• [Travail demandé] Recopiez à l'identique toutes les lignes des données ci-dessous, du début à la fin.

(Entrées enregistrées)
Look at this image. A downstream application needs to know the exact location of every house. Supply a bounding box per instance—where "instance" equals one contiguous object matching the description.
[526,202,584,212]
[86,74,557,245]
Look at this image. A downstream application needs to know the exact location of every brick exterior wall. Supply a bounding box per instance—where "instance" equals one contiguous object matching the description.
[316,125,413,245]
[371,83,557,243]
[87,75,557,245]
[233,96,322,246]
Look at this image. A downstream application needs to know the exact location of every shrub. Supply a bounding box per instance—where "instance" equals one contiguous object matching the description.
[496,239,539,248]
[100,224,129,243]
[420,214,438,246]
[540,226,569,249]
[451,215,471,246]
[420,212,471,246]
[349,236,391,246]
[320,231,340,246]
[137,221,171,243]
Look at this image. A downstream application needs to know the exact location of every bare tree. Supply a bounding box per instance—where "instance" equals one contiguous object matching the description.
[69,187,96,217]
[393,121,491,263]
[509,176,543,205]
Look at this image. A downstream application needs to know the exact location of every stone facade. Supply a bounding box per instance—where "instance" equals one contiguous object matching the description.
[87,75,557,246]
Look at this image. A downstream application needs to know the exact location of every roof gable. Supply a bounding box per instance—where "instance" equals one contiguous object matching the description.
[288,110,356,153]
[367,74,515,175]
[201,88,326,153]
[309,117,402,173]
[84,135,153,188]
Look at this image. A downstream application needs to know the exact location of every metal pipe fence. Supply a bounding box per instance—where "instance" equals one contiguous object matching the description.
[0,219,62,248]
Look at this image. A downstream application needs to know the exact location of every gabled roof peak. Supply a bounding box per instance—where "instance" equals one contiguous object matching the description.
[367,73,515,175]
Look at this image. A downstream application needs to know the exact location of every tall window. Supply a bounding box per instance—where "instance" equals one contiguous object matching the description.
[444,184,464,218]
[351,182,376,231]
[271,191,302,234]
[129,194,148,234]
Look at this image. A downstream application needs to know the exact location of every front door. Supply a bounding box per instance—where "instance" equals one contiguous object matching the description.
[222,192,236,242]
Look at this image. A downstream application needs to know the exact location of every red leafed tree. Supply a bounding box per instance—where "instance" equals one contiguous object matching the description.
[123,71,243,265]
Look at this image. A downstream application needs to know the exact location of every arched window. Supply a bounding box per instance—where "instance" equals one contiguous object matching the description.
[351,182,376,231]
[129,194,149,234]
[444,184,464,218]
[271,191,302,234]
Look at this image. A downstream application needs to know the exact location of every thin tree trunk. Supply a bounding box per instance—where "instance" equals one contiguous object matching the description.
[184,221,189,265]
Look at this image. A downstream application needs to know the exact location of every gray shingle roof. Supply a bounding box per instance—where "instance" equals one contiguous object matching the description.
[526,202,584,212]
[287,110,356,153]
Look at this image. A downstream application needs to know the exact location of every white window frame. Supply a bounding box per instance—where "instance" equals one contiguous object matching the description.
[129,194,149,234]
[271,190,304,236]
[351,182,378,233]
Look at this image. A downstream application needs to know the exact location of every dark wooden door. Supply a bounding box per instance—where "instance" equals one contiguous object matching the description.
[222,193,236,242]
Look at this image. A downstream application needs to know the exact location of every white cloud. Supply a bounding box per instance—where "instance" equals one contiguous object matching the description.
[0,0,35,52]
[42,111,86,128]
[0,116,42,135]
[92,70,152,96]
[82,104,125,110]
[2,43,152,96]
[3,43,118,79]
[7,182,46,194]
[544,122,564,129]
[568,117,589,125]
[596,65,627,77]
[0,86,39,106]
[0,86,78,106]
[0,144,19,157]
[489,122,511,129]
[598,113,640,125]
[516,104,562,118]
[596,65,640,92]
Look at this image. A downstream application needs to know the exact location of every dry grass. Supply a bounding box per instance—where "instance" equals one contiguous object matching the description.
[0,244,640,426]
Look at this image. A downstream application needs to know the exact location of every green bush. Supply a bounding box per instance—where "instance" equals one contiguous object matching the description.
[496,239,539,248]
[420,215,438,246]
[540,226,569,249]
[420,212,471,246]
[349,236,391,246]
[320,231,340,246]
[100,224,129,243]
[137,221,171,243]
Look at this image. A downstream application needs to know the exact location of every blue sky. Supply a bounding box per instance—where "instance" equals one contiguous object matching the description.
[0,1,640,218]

• [En réponse]
Look at this image. A downstream application needs to know the exact location of every house. Supply a bounding box per instance—where "instance" equals one contiguous object matching the description.
[526,202,584,212]
[86,74,557,245]
Look at this image. A downstream application needs to know the exact location of every brick exterior wall. Supply a bounding box per instance—where "instance" equals one contiguous object matching the description.
[316,125,413,245]
[371,83,557,243]
[87,75,557,245]
[233,96,322,246]
Look at this image. A downstream application needs to know the exact location of every shrub. Supply a bounding box per instance—where "instance" equals one contiguous object matching the description.
[496,239,539,248]
[100,224,129,243]
[420,214,438,246]
[540,226,569,249]
[451,215,471,246]
[420,212,471,246]
[349,236,391,246]
[320,231,340,246]
[137,221,171,243]
Look at this image. A downstream application needs to know the exact location of every bare tree. Supply a bounding box per instance—where "instance" equals one contiguous object matching the description.
[69,187,96,217]
[393,121,491,263]
[509,176,543,205]
Look at this image. A downstream application needs to know the exact location of every stone facade. Supply a bounding box per instance—where "instance" equals one contiguous object matching the description.
[87,75,557,246]
Look at this image. A downstream application needs to know the exact location of every roof gable. Supply a bounding box per instance—where "instance" equals one contiguous object matching the description.
[288,110,356,153]
[367,74,515,175]
[201,88,326,153]
[309,117,402,173]
[84,135,153,188]
Look at this image. A downstream application needs to know the exact location of every metal pipe fence. Supply a bounding box per instance—where "instance" equals one contiguous object matching the description.
[0,219,62,248]
Look at this image. A downstream application needs to know the exact location of every gabled roof peak. Supply a bounding box per instance—where "instance" equals one contiguous object matching the description.
[367,73,515,175]
Look at this image. A downstream application needs to know the exact location of every tall window. Supply a bounding box per instance—where "instance" equals one contiguous object matching the description.
[444,184,464,218]
[351,182,376,231]
[271,191,302,234]
[129,194,148,234]
Look at this image. A downstream application needs to know the exact location of every front door. Supply a bounding box per instance—where "instance" equals one contiguous object matching the description.
[222,192,236,242]
Look at this image. A downstream application needs to know the exact location of every red leafed tree. Supply a bounding box per instance—where "instance" equals one contiguous object matching the description.
[123,71,243,265]
Look at this image. A downstream application needs to know the exact location of every arched window. Supply a bounding box per instance—where "instance" equals one contiguous object matching the description.
[351,182,376,231]
[129,194,149,234]
[444,184,464,218]
[271,191,302,234]
Look at this image. A downstream application needs to know the exact location of every thin tree trunk. Supply a bounding box per instance—where "instance" equals one contiguous object matching the description.
[184,221,189,265]
Look at this image. A downstream application needs to know the exact location of every gray shingle roof. Supply a bounding box per instance—where "instance" equals one contiguous object matching the description.
[526,202,584,212]
[287,110,356,153]
Look at this image. A downstream application needs to know the exact location of every white window frame. Supply a bounding box per instance—where "instance" equals one contiguous object matching the description.
[129,194,149,234]
[271,190,304,236]
[351,182,378,233]
Look at this image. A downstream application needs to know the exact location of every dark wooden door. Supply a bounding box per instance—where "instance" equals one contiguous object matching the description.
[222,193,236,242]
Look at this image. A downstream application needs to know the exact location of every white cloud. Supply a bounding box per instance—where "instance" equals one contiguous object matching the description.
[0,0,35,52]
[42,111,86,128]
[0,116,42,135]
[92,70,152,96]
[82,104,125,110]
[2,43,152,96]
[3,43,118,79]
[7,182,46,194]
[544,122,564,129]
[568,117,589,125]
[596,65,627,77]
[0,86,39,106]
[0,86,78,106]
[0,144,19,157]
[489,122,511,129]
[598,113,640,125]
[516,104,562,118]
[596,65,640,92]
Look at this image. A downstream application needs to know the exact location of every dry grass. Supply a bounding box per instance—where "instance" equals one contiguous object matching the description.
[0,244,640,426]
Look at this image. A downstream application needs to know the exact location of every green bush. Supply a bounding box per instance—where "instance" equals one contiguous object matching the description.
[496,239,539,248]
[420,215,438,246]
[540,226,569,249]
[420,212,471,246]
[349,236,391,246]
[320,231,340,246]
[100,224,129,243]
[137,221,171,243]
Look at this image. A downstream application needs to know the exact location of every blue sky. Supply a bounding box per instance—where "instance" equals one contiguous object matching the description.
[0,1,640,218]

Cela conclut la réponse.